**REQUIREMENT 1**: In the records below, begin at the first line and stop after the line that contains "(1060, 516)". Give those lines again with "aircraft" swapped for "airplane" and nothing else changed.

— start of QUOTED PASSAGE —

CUDA.jl 5.0: Integrated profiler and task synchronization changes

Sep 19, 2023
Tim Besard

CUDA.jl 5.0 is an major release that adds an integrated profiler to CUDA.jl, and reworks how tasks are synchronized. The release is slightly breaking, as it changes how local toolkits are handled and raises the minimum Julia and CUDA versions.

Integrated profiler

The most exciting new feature in CUDA.jl 5.0 is the new integrated profiler, which is similar to the @profile macro from the Julia standard library. The profiler can be used by simply prefixing any code that uses the CUDA libraries with CUDA.@profile:

julia> CUDA.@profile CUDA.rand(1).+1
Profiler ran for 268.46 µs, capturing 21 events.

Host-side activity: calling CUDA APIs took 230.79 µs (85.97% of the trace)

— end of QUOTED PASSAGE —
— start of DATA TO USE —

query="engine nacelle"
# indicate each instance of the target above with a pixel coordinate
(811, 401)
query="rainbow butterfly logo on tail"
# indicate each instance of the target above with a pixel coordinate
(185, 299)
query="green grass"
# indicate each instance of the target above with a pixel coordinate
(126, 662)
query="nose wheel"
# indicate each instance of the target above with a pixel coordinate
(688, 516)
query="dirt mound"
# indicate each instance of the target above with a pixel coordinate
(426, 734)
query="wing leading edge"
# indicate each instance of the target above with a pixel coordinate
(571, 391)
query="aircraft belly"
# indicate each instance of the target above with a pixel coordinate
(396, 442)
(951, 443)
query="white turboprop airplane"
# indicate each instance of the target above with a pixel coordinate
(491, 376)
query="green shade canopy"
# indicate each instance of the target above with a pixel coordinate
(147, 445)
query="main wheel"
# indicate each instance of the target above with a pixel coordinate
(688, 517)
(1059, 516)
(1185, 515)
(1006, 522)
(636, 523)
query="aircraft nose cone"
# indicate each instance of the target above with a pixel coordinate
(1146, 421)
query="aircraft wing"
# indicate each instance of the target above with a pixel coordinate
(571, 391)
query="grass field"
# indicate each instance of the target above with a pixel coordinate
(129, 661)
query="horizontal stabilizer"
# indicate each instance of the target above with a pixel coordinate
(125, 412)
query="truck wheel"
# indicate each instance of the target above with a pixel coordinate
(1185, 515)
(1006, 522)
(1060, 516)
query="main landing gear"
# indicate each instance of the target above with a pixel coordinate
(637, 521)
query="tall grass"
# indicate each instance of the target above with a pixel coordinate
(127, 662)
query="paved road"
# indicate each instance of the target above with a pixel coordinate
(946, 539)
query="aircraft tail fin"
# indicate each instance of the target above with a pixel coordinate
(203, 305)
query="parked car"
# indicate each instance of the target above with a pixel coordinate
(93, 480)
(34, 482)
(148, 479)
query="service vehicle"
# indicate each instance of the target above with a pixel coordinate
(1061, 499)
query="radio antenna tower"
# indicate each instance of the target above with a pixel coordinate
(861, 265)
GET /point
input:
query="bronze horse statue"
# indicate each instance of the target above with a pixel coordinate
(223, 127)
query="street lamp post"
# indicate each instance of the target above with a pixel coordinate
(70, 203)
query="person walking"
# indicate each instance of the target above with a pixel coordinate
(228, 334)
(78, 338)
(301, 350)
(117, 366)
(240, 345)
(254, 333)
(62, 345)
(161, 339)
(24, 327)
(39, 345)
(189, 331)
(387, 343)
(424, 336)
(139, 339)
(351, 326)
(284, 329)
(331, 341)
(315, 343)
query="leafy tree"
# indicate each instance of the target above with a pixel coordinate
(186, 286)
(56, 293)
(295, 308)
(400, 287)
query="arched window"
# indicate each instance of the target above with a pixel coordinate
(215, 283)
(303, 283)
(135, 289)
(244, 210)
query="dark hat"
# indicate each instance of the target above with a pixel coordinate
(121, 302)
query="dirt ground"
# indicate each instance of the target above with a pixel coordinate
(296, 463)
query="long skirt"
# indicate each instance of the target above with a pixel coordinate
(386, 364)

— end of DATA TO USE —

**REQUIREMENT 2**: From the CUDA.jl 5.0 announcement above, duplicate the passage exactly, beginning at the words "CUDA.jl 5.0 is an" and stopping after "and CUDA versions.".

**EXERCISE OUTPUT 1**:
query="engine nacelle"
# indicate each instance of the target above with a pixel coordinate
(811, 401)
query="rainbow butterfly logo on tail"
# indicate each instance of the target above with a pixel coordinate
(185, 299)
query="green grass"
# indicate each instance of the target above with a pixel coordinate
(126, 662)
query="nose wheel"
# indicate each instance of the target above with a pixel coordinate
(688, 516)
query="dirt mound"
# indicate each instance of the target above with a pixel coordinate
(426, 734)
query="wing leading edge"
# indicate each instance of the target above with a pixel coordinate
(571, 391)
query="airplane belly"
# indicate each instance of the target above with a pixel coordinate
(396, 442)
(951, 443)
query="white turboprop airplane"
# indicate each instance of the target above with a pixel coordinate
(491, 376)
query="green shade canopy"
# indicate each instance of the target above with a pixel coordinate
(147, 445)
query="main wheel"
# indicate each instance of the target above with a pixel coordinate
(688, 517)
(1059, 516)
(1185, 515)
(1006, 522)
(636, 523)
query="airplane nose cone"
# indicate each instance of the target above with a pixel coordinate
(1146, 421)
query="airplane wing"
# indicate each instance of the target above with a pixel coordinate
(571, 391)
query="grass field"
# indicate each instance of the target above with a pixel coordinate
(129, 661)
query="horizontal stabilizer"
# indicate each instance of the target above with a pixel coordinate
(125, 412)
query="truck wheel"
# indicate each instance of the target above with a pixel coordinate
(1185, 515)
(1006, 522)
(1060, 516)

**EXERCISE OUTPUT 2**:
CUDA.jl 5.0 is an major release that adds an integrated profiler to CUDA.jl, and reworks how tasks are synchronized. The release is slightly breaking, as it changes how local toolkits are handled and raises the minimum Julia and CUDA versions.